[Extracted records]
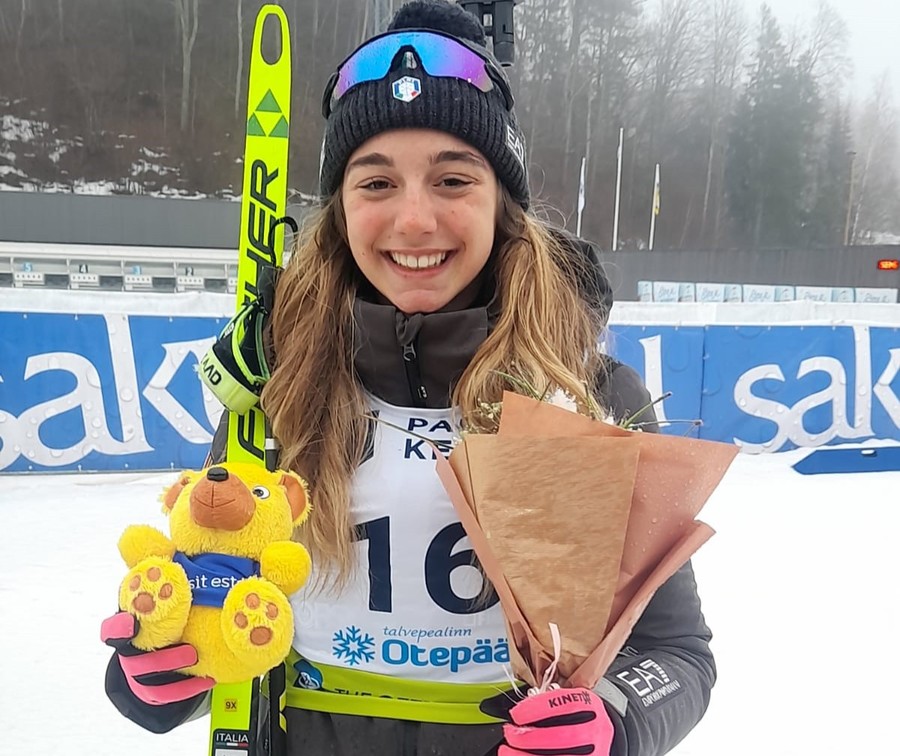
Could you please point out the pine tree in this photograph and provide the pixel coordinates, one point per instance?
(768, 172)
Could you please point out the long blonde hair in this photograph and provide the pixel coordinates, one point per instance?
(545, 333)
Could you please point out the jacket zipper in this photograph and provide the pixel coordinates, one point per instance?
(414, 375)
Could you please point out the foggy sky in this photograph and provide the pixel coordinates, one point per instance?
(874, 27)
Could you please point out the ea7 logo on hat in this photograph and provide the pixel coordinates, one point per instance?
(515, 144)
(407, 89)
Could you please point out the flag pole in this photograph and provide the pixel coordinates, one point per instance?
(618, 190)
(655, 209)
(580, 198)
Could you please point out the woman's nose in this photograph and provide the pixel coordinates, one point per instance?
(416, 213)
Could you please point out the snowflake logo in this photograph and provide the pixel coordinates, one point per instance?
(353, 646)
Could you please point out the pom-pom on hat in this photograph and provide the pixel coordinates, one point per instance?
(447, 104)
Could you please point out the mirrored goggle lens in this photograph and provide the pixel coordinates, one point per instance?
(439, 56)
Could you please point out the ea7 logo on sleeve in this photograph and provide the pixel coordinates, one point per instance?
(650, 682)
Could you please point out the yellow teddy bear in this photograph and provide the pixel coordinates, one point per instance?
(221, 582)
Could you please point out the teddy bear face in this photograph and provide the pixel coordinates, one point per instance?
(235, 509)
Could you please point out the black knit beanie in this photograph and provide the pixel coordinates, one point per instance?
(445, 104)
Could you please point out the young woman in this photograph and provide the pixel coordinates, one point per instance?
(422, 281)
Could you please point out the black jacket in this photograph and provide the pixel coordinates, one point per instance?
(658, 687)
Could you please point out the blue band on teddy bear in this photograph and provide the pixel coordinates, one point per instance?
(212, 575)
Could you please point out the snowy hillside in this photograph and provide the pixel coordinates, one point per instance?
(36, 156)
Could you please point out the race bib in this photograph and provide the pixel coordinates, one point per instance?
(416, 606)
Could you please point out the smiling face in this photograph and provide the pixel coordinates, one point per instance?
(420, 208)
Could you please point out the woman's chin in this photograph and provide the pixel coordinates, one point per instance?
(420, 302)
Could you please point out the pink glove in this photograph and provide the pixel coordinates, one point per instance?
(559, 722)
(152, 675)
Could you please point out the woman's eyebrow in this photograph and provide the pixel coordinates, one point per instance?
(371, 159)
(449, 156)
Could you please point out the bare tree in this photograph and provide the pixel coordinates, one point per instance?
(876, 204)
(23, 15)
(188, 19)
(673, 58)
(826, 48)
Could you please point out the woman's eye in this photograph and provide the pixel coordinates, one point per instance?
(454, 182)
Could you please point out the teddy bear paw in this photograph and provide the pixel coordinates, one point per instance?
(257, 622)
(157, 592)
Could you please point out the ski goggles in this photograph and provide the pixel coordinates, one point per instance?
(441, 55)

[Exercise directions] Can you repeat all of the records above with "photograph" swapped for "image" and every other word left unchanged, omitting the pictures?

[Exercise solution]
Could you please point out the pine tree in this image and provide the pixel coordinates, one point per instance?
(768, 172)
Could you please point out the long blonde hair in this image and provide the pixel coordinates, one point per instance?
(545, 333)
Could you please point out the jacket zipper in this image and provide the pixel coordinates, one point per instance?
(414, 375)
Could you please point out the foggy sky in this image and provide the pixel coordinates, one point per instance?
(874, 27)
Could you please point out the ea7 logo on hat in this image and provide the pixel coordinates, one point per instance?
(515, 144)
(407, 89)
Could you please point out the flag pole in this image and provide the pixel coordinates, one point per instance?
(618, 190)
(655, 209)
(580, 198)
Could you please point out the woman's nose in this image and provide the pixel coordinates, one point per instance?
(416, 213)
Could you please point out the snowflake logo in this image and provide the pixel coordinates, one point per instance?
(353, 646)
Could you please point out the pom-pom on hat in this image and provide the pixel coordinates, one point per instance?
(447, 104)
Could you please point out the mirrored goggle lens in this image and provide the pixel coordinates, one point per instance?
(439, 56)
Could you please point out the ea7 logo on sleeve in this image and provide the pixel coordinates, one point per instance?
(650, 682)
Could you please point out the yellow teddy bear in this image and provide the pixel coordinates, one point per instance?
(221, 582)
Could you please point out the teddy bear face in this image and provide the pixel coordinates, one point per instance?
(235, 509)
Could you please point out the black knit beanie in this image and provide the pixel coordinates, one point per instance?
(445, 104)
Could you please point out the young woman in this image and provide the pixel coordinates, one point per instance?
(422, 281)
Could you please point out the black jacket in this image and provide the pixel coordinates, one point per instance?
(658, 687)
Could you please point out the blue band on teddy bear in this image and provide the pixel coordinates, one point per instance?
(212, 575)
Could you please point out the snowy hillside in this image and provide the pixel coordinates, one point per instance?
(36, 156)
Could you please point out the race bib in this image and provide the pixel coordinates, one point per instance?
(416, 606)
Could you please point out the smiling face in this image and provide the pixel coordinates, one point per instance?
(420, 208)
Could you please point out the woman's chin in this image and provide the pixel coordinates, one point per instance?
(420, 302)
Could you please point out the pink glove in this image and provide the pixel coordinates, one point per instance?
(559, 722)
(152, 675)
Could you please point out the woman's eyebrow in this image and provide the pixel coordinates, one point per instance?
(371, 159)
(449, 156)
Could you please point out the bare tree in this image and provide the pixel coordinates, one point per instance?
(876, 204)
(23, 15)
(188, 19)
(673, 58)
(826, 48)
Could you please point out the woman's eye in this image and provide the pixel coordinates, one point per instance?
(454, 182)
Could you please point out the teddy bear paw in this image and provide the pixel coordinates, one point per instance?
(257, 622)
(157, 592)
Could you please point out the ski goggles in this image and provide the pixel coordinates, one point per instance?
(441, 55)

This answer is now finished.